Stored data entries:
■ ■ ■
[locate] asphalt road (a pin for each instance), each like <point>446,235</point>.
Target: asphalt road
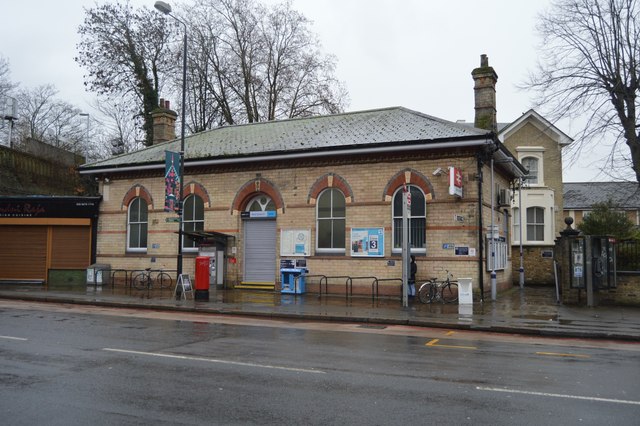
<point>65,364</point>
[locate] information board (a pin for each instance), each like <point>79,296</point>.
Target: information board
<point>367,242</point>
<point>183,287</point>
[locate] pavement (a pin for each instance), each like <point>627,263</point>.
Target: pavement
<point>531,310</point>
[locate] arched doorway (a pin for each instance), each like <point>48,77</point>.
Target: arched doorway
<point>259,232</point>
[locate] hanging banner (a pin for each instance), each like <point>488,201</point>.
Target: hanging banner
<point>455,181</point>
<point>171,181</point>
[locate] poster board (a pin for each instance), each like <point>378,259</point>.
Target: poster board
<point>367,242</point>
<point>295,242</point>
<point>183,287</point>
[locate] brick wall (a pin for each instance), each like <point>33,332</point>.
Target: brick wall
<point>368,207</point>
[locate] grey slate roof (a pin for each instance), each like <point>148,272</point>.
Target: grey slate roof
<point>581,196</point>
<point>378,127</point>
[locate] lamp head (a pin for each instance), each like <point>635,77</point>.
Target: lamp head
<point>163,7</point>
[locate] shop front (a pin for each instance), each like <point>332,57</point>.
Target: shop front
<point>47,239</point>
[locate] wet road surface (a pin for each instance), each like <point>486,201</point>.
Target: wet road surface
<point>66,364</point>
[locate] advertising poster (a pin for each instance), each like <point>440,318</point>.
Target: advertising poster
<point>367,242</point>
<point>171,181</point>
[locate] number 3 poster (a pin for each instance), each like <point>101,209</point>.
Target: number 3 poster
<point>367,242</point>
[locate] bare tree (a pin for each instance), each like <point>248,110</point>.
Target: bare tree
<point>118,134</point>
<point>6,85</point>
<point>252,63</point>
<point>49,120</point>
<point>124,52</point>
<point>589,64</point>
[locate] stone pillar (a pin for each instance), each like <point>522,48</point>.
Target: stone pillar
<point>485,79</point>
■ ■ ■
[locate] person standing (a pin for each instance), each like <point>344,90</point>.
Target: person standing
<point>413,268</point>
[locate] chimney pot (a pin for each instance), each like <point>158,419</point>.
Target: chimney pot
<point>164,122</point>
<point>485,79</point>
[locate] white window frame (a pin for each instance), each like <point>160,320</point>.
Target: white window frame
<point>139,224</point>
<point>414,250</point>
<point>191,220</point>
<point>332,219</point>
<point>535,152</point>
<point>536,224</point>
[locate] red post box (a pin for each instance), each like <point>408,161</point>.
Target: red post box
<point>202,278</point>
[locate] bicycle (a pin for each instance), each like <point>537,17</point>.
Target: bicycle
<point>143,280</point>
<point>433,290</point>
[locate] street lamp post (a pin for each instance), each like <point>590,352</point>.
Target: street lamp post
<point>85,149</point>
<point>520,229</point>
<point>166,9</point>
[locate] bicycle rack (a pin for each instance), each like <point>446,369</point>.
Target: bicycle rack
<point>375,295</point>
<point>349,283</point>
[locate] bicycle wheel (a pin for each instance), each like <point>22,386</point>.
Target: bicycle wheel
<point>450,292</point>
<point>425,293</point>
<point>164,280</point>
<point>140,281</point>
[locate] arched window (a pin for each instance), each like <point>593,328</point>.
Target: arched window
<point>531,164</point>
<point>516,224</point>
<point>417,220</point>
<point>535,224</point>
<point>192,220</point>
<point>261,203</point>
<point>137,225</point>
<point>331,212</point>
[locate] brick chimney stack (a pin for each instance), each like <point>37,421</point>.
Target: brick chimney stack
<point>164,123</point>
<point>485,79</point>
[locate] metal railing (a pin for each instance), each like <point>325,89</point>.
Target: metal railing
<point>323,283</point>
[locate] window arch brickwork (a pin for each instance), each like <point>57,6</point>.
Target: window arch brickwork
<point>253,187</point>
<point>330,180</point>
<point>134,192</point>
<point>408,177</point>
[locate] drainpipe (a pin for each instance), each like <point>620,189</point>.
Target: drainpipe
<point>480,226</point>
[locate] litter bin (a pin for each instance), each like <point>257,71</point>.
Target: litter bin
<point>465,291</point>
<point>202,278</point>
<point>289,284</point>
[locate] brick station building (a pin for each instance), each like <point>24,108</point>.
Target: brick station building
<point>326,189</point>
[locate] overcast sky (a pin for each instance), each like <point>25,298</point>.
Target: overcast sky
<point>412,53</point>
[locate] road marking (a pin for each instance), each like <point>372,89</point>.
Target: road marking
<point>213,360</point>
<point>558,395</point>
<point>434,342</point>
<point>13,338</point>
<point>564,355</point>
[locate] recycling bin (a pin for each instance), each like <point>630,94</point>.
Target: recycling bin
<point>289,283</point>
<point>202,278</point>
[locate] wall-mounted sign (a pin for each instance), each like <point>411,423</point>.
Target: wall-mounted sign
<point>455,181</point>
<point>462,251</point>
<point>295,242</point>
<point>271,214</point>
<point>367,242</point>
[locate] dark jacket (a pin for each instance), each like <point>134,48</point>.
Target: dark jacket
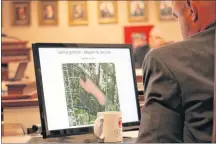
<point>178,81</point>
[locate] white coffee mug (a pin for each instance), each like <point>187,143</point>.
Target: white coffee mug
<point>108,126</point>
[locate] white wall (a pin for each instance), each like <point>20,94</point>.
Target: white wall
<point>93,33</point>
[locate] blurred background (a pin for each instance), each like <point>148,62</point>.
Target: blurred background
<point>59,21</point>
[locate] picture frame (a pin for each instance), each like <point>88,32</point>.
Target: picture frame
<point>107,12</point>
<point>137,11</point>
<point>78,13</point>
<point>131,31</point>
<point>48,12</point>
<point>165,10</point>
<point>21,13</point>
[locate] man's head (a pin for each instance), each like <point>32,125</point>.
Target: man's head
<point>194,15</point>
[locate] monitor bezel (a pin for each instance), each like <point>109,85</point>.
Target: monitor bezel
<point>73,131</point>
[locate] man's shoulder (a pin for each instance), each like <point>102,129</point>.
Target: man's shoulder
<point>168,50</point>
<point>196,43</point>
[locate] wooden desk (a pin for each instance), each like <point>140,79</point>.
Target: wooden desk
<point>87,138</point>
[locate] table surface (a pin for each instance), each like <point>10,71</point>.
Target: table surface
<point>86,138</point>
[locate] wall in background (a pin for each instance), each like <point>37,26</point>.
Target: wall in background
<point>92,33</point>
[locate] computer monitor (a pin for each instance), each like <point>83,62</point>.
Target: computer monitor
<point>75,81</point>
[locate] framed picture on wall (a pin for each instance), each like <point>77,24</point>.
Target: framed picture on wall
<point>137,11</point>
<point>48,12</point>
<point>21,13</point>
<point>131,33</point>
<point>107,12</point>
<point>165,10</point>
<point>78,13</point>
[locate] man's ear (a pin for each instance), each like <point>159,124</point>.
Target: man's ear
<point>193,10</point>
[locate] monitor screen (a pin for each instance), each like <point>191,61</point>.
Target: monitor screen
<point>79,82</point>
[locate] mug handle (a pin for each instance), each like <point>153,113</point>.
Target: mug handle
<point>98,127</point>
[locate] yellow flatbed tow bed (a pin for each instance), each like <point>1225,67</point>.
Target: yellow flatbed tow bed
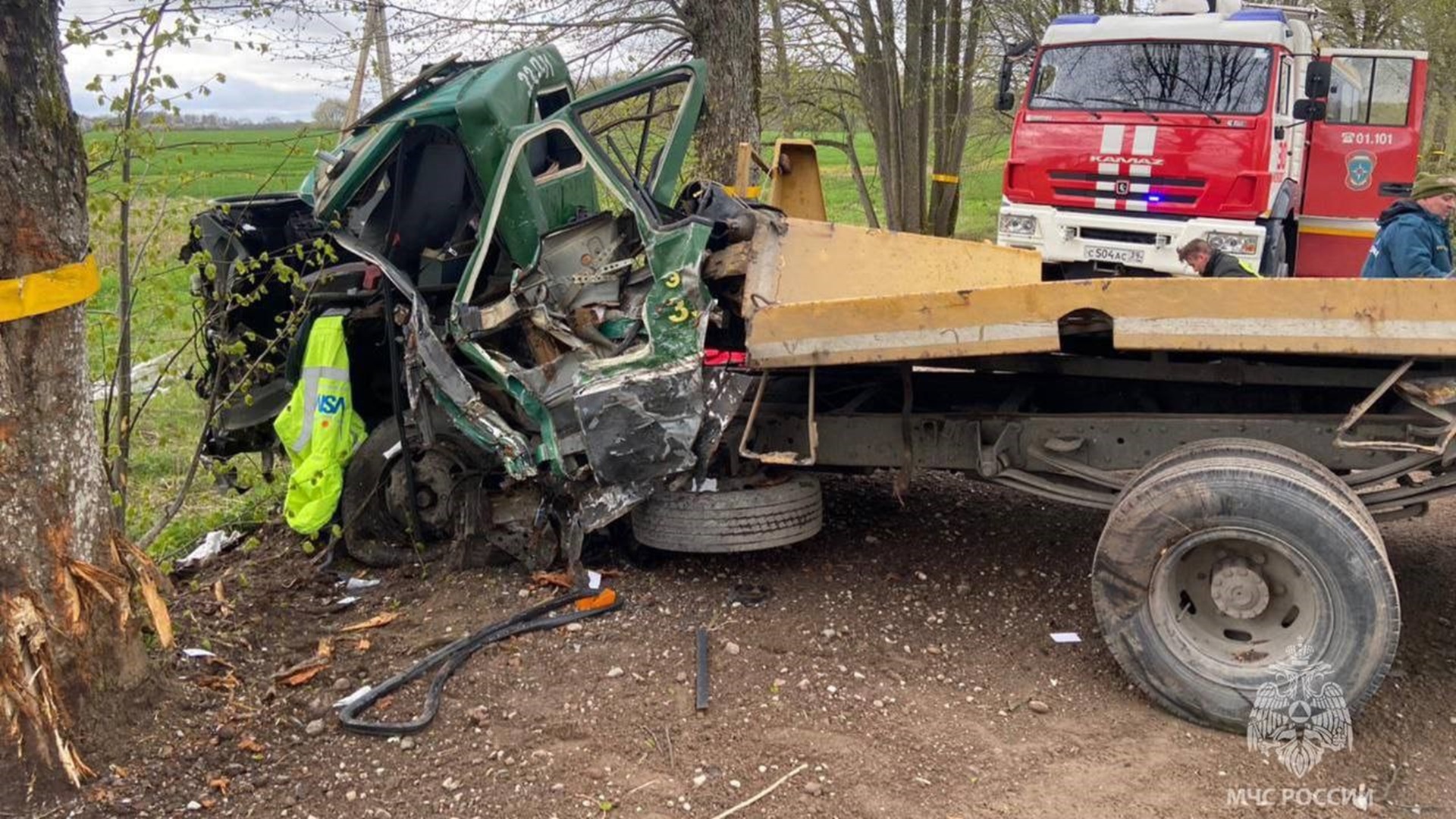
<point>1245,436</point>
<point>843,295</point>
■ ■ ■
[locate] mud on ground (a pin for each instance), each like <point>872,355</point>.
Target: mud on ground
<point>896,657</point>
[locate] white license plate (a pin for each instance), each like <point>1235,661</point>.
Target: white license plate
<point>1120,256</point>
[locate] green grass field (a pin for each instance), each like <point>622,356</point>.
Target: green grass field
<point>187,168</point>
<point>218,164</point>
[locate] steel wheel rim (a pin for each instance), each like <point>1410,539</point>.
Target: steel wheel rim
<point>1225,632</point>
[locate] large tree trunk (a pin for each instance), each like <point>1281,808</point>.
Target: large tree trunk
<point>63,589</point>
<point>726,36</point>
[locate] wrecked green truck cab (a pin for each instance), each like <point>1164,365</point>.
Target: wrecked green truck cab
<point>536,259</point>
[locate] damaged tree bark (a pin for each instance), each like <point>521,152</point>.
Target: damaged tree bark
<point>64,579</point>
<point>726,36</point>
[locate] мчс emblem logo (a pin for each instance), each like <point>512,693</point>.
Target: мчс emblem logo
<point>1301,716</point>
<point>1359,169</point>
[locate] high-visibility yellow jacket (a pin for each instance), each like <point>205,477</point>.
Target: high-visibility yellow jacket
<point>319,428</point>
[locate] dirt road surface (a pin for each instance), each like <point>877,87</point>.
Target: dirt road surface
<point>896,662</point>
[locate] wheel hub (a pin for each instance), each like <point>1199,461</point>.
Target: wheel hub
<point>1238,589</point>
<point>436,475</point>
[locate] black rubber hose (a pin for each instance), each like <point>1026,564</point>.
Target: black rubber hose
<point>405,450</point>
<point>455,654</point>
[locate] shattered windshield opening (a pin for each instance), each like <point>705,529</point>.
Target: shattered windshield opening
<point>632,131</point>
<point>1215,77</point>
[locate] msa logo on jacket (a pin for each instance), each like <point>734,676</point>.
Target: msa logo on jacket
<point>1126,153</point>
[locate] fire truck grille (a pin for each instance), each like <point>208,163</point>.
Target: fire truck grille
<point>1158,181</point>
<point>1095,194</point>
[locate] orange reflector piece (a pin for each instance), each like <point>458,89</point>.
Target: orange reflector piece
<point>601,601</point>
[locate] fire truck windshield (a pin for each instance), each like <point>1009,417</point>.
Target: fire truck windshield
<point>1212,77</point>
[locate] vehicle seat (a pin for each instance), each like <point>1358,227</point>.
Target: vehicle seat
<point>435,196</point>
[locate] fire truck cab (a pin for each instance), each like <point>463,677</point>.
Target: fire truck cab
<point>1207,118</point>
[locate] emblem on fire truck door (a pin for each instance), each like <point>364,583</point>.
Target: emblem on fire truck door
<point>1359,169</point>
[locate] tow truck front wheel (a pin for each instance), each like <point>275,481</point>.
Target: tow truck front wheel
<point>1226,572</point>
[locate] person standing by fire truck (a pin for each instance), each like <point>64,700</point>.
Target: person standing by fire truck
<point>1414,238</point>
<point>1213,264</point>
■ ■ ■
Could you write out, exactly as they stand, only the lines above that begin at the line with "Target: high-visibility yellow jacket" and stop after the line with "[locate] black rubber"?

• ANSWER TO THIS EXERCISE:
Target: high-visibility yellow jacket
<point>319,428</point>
[locate] dirt road surface (a pin for each instance), each like <point>877,87</point>.
Target: dirt road surface
<point>896,662</point>
[locate] wheel hub (a pin for each instance), each like <point>1199,461</point>.
Target: wheel hub
<point>1238,589</point>
<point>436,475</point>
[locate] black rubber hose (a pin for each instance), each like <point>1026,564</point>.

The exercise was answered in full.